**Materials provided**
------------------------------------------------------------------------

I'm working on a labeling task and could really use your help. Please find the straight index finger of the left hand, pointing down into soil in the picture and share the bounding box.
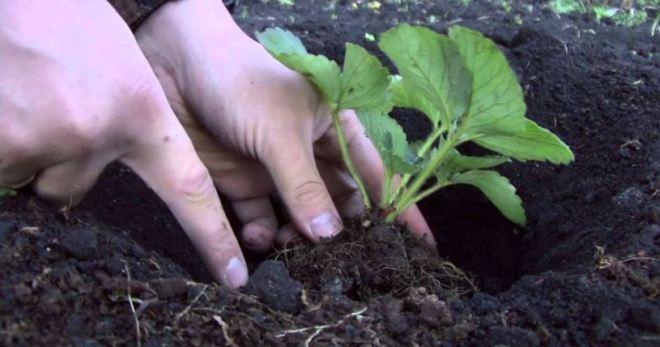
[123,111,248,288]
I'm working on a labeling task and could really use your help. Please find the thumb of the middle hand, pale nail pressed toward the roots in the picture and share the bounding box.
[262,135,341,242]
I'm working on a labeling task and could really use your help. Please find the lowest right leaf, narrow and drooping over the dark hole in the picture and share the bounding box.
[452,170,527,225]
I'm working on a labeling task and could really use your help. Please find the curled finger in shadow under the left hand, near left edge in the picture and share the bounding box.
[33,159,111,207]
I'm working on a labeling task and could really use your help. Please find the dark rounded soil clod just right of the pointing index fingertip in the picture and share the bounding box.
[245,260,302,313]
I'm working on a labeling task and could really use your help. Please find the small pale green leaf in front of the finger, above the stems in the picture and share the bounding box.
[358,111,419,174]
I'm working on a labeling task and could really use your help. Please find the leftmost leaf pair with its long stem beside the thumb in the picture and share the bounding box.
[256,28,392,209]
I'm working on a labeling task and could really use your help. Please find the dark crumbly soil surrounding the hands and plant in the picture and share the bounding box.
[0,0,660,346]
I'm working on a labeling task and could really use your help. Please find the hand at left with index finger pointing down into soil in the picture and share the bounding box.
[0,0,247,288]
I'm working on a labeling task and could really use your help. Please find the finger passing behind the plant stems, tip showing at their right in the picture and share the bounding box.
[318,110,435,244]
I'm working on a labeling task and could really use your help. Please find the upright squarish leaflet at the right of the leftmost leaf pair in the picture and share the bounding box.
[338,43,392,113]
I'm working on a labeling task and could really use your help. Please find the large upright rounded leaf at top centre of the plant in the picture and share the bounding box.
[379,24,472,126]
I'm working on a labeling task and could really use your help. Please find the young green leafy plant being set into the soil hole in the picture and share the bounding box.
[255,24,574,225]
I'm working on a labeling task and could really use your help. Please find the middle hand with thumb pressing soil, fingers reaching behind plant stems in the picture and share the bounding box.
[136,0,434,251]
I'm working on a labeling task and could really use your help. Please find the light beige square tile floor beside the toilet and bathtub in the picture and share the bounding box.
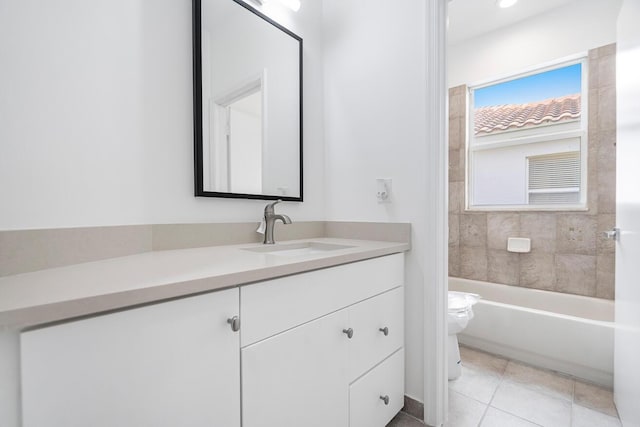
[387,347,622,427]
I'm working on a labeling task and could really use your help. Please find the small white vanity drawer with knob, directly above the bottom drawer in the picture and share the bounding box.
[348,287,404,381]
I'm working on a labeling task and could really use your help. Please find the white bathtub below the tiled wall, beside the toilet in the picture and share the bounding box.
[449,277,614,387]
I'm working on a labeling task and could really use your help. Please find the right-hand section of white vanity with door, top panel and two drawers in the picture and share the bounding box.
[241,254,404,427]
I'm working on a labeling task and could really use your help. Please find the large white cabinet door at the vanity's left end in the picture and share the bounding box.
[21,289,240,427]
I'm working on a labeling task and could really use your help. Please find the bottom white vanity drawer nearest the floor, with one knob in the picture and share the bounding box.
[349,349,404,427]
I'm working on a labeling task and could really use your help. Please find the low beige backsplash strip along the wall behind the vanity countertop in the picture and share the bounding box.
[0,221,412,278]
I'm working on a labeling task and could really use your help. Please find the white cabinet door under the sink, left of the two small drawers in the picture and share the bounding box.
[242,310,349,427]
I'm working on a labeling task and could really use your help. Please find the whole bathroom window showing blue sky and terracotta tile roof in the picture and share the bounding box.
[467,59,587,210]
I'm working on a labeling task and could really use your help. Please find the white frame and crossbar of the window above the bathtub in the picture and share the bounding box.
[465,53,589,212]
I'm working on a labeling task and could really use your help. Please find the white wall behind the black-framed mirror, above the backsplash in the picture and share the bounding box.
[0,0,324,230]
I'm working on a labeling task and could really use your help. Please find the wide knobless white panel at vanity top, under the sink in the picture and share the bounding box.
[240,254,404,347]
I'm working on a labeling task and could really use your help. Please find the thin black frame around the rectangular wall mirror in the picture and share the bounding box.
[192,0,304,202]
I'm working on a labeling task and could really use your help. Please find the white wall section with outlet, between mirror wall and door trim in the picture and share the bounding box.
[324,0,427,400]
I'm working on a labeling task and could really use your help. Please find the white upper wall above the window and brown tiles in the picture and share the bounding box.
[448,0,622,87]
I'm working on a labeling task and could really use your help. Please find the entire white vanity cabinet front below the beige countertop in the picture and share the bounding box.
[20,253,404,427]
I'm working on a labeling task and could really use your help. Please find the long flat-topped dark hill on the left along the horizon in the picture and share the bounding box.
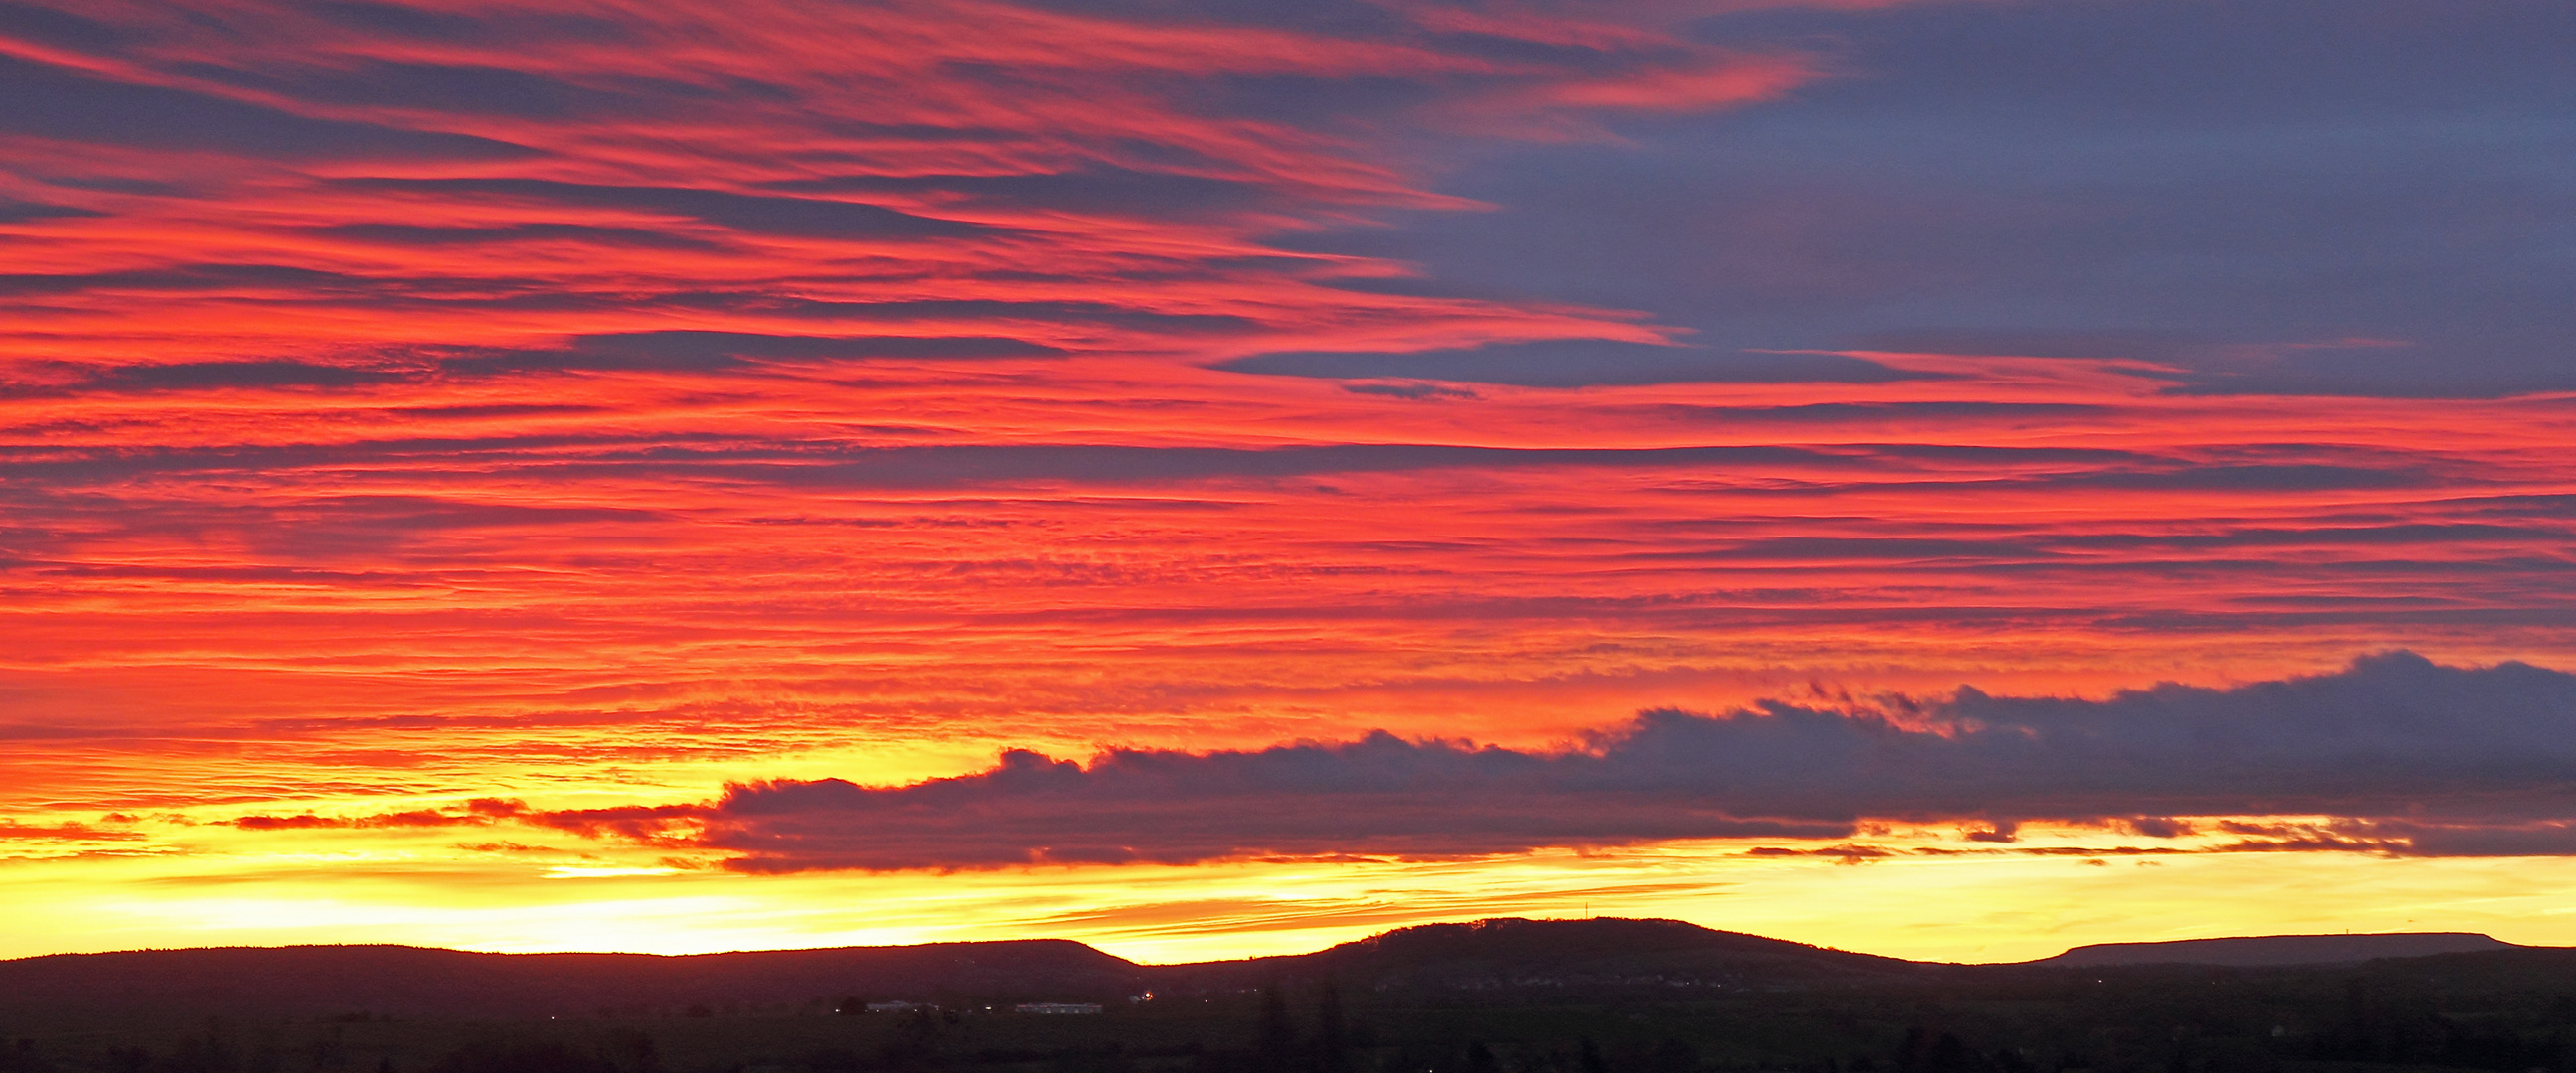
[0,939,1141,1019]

------------------------------------------------------------------------

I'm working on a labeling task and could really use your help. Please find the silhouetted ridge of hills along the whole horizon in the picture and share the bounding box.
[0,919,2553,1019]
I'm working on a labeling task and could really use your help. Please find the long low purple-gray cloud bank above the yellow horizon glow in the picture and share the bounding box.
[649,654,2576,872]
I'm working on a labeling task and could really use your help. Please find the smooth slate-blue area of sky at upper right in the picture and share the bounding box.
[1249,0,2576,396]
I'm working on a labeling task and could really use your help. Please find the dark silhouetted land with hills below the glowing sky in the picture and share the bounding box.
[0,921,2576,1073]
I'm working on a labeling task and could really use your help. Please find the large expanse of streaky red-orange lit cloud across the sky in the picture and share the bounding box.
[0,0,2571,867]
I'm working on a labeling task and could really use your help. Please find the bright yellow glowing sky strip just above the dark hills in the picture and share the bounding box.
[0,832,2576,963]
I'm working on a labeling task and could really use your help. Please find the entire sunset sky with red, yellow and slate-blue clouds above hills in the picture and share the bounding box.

------------------------------------------------------------------------

**Exercise**
In the listing above, find the line holding "find the bright" and the line holding "the entire sunset", then output those two lines and every line between them exactly.

**Response area**
I'm working on a labeling task and could really use your help. Please find the bright yellow glowing sky strip just above the dark hills in the picture and share the bounding box.
[0,832,2576,963]
I'm working on a labeling task and could really use your help. Please find the entire sunset sky with red, yellow and slate-blue clouds above hills in the picture and share the bounding box.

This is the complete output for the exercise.